Task to complete: Go over the records and count each line that has the string "parking". Give the number and nothing else.

Available data:
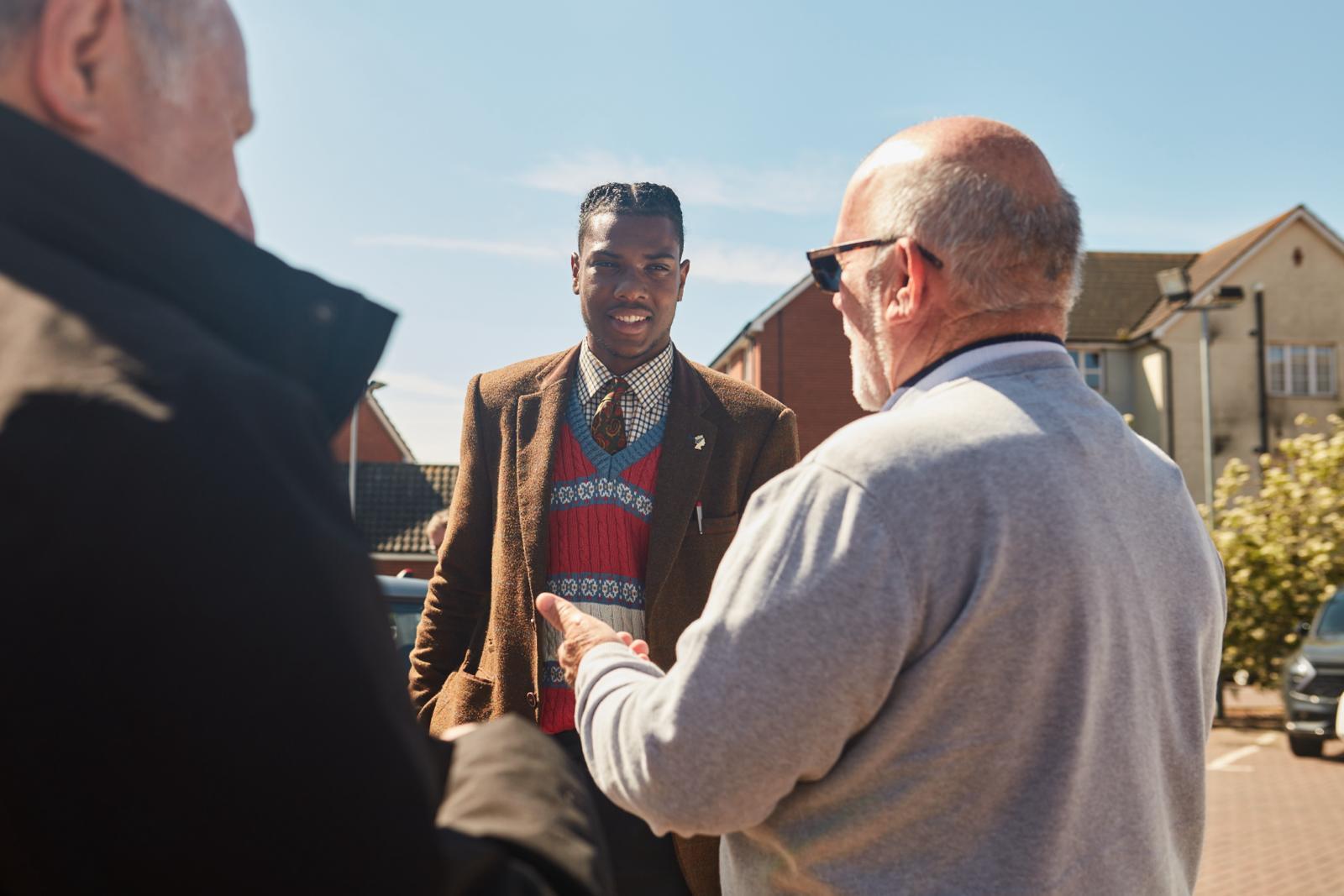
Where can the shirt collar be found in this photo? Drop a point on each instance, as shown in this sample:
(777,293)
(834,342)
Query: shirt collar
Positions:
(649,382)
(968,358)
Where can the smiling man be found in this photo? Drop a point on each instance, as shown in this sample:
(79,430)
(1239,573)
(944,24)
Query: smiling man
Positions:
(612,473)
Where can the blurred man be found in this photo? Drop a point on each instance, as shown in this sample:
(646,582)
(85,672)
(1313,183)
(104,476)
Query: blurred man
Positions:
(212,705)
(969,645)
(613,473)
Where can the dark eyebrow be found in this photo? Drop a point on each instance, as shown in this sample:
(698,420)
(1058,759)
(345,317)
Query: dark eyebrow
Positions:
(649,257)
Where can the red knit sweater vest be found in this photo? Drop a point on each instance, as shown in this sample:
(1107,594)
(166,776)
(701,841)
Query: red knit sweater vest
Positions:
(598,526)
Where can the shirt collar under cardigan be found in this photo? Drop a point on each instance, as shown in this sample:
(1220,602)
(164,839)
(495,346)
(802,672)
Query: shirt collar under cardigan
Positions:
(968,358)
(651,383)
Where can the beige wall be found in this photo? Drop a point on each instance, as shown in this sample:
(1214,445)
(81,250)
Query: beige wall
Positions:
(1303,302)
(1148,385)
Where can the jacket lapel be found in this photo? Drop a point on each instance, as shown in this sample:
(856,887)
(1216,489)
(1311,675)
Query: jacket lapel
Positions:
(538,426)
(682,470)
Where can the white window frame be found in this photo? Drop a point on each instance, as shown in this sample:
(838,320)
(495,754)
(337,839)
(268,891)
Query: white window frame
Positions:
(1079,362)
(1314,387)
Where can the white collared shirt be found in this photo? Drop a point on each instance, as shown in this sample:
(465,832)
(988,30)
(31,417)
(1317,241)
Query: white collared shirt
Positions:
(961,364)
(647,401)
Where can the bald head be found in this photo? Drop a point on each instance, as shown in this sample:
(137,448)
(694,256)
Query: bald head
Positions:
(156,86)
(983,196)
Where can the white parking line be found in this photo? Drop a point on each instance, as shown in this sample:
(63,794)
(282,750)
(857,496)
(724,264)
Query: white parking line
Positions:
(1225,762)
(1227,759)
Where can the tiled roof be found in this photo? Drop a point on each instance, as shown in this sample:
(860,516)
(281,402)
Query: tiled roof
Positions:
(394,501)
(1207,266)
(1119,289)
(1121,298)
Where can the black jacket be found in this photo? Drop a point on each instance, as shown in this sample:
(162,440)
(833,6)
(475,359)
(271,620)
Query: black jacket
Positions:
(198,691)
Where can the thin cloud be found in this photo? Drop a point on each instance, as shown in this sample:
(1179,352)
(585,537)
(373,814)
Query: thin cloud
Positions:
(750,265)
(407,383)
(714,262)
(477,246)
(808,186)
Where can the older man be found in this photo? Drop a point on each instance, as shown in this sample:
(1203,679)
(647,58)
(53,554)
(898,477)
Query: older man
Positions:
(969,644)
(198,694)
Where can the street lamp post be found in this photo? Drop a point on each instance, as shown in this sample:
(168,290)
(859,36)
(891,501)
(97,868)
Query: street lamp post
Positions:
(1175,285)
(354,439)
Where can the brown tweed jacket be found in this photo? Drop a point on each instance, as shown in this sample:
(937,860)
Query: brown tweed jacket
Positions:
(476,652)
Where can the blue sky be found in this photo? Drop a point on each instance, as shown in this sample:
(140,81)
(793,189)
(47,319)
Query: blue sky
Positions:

Exercise solution: 2